RECORDS PROVIDED:
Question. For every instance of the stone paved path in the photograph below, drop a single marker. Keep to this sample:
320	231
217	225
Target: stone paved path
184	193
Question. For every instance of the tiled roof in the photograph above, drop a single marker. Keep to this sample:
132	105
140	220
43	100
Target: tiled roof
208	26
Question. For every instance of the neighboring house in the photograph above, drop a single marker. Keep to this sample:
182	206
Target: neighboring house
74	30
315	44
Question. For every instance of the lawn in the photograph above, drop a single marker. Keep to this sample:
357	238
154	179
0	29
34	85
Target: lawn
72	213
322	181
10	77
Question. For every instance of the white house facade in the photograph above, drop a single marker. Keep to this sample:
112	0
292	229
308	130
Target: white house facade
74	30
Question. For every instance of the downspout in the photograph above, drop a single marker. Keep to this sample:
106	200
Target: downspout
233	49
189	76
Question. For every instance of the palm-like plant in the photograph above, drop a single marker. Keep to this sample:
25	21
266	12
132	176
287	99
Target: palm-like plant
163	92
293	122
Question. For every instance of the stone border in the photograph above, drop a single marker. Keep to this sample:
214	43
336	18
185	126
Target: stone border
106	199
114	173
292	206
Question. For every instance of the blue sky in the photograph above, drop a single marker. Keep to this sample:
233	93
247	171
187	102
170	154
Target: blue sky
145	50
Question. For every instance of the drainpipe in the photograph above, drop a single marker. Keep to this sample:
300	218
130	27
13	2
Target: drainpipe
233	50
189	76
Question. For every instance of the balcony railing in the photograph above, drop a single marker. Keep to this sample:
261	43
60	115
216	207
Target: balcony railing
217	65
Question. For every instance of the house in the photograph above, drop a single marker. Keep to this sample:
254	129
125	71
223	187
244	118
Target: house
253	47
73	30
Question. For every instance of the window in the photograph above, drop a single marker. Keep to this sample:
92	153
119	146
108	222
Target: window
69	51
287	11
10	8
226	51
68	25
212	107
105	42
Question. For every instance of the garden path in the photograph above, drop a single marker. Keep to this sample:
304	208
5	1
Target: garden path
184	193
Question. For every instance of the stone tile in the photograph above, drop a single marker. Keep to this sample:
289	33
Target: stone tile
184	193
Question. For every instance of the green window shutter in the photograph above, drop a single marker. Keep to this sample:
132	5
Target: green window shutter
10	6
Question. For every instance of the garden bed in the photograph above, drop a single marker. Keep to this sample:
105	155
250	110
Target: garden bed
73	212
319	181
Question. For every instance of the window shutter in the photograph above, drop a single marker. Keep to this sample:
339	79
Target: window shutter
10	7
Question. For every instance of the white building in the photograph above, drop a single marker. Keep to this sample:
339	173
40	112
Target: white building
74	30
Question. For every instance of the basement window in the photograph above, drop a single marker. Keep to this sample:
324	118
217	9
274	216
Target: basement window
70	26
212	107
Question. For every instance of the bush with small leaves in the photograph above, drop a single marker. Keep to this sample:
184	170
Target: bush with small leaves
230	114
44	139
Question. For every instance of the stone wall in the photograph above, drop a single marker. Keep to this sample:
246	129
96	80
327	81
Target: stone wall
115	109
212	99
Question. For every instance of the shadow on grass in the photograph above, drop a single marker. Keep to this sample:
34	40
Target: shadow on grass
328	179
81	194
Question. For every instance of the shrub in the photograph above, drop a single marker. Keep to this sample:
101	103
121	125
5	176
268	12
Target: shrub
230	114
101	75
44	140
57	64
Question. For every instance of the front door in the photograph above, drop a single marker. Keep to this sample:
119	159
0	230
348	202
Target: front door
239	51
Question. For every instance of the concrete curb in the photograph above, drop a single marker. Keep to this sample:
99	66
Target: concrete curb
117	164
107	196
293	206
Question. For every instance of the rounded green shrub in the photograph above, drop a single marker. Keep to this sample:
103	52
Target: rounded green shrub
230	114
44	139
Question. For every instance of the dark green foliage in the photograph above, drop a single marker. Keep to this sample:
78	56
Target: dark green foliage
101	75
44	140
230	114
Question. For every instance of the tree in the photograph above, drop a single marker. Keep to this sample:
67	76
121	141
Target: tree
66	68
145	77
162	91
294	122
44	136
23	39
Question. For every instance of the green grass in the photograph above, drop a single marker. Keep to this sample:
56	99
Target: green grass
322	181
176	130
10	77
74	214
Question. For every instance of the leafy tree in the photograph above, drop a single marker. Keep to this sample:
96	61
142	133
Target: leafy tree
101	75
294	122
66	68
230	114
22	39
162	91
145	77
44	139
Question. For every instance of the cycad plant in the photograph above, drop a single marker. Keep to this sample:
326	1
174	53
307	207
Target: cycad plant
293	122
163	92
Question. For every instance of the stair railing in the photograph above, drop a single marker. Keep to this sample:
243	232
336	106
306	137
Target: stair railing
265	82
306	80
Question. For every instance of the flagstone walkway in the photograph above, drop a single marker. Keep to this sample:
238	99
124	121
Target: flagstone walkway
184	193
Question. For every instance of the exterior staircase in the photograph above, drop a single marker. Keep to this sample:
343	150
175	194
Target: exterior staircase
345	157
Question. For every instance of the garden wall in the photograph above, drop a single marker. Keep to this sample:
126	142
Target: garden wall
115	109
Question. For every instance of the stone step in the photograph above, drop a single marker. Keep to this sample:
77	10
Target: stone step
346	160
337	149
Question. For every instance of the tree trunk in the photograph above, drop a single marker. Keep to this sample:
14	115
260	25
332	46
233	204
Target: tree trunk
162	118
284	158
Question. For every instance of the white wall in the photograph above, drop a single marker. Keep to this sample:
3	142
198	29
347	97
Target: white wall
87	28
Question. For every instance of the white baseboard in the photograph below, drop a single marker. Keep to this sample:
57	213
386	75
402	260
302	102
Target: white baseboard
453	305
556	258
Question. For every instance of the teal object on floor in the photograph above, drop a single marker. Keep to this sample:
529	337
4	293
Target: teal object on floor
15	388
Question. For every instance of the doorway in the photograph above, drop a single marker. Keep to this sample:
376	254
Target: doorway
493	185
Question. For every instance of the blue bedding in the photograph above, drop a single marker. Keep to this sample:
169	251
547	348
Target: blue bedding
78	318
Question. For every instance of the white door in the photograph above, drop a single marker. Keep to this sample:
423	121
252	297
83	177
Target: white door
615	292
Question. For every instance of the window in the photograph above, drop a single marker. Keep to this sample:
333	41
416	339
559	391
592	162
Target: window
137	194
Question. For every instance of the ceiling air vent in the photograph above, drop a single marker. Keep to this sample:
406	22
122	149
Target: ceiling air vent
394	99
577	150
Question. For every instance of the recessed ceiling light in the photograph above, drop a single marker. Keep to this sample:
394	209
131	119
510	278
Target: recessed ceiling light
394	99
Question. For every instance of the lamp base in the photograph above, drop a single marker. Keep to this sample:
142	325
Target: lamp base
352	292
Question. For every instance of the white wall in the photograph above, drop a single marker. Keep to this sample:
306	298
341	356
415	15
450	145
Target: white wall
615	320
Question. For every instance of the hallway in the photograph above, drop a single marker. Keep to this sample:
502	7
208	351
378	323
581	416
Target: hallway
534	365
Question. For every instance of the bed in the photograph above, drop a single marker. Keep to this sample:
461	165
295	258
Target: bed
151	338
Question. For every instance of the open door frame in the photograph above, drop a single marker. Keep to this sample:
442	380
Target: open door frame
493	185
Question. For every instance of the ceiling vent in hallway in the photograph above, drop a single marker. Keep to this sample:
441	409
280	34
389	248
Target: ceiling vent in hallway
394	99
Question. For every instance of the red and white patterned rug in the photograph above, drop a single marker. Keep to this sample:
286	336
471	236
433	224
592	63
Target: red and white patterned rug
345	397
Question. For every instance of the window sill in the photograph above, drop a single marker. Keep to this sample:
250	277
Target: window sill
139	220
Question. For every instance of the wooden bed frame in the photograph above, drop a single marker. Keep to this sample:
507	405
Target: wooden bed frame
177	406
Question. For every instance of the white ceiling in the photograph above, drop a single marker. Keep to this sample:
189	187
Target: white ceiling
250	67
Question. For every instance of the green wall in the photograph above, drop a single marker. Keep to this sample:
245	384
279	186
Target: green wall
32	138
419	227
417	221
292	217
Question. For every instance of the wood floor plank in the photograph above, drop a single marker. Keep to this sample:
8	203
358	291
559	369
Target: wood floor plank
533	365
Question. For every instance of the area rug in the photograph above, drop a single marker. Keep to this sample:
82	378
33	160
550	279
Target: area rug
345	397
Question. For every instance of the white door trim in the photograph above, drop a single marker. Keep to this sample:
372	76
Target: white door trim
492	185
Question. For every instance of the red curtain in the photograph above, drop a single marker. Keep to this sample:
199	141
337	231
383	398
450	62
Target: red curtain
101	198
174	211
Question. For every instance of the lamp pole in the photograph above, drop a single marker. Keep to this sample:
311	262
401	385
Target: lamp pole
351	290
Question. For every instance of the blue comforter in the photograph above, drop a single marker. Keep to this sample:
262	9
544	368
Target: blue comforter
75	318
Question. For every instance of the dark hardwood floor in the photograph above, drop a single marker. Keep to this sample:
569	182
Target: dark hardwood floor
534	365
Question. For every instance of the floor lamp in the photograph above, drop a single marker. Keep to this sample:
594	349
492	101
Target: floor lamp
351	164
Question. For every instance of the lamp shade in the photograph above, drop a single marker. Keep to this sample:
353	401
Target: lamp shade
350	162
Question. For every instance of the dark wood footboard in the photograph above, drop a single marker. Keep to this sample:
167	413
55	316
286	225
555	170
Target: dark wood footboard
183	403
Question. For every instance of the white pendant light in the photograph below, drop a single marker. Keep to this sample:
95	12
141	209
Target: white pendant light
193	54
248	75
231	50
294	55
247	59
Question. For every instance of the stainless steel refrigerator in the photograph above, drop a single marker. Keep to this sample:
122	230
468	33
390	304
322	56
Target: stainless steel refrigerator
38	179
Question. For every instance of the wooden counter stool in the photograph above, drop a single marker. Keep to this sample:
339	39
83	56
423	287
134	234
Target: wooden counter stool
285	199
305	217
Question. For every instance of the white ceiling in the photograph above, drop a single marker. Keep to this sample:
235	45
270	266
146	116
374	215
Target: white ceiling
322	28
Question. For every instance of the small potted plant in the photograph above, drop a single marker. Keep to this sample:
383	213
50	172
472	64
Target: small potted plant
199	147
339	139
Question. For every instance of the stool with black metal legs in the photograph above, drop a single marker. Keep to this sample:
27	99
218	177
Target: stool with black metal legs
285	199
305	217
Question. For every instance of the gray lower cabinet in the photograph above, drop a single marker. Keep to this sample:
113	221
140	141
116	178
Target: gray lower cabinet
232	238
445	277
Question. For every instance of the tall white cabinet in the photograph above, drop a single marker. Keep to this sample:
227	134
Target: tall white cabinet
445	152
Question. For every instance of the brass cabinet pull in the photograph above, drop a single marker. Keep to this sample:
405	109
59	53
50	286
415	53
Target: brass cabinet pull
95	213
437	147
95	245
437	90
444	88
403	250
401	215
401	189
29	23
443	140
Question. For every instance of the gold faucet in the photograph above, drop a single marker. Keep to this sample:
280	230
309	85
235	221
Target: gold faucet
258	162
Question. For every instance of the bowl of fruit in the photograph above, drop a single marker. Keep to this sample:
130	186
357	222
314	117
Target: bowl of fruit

AIM OF THE EXERCISE:
Everything from the line with "Question. For every instance of the gold" to the last line of the entries is to be written out exactly; omit all earlier lines.

YOUR RESPONSE:
Question. For every instance of the gold faucet in the photograph above, drop a single marker. Keep to this sample:
280	230
309	85
235	221
Target: gold faucet
258	162
Question. For every instance of the bowl of fruit in the photograph above, drop a single marker. Keep to this sample:
130	186
357	222
314	117
Target: bowl of fruit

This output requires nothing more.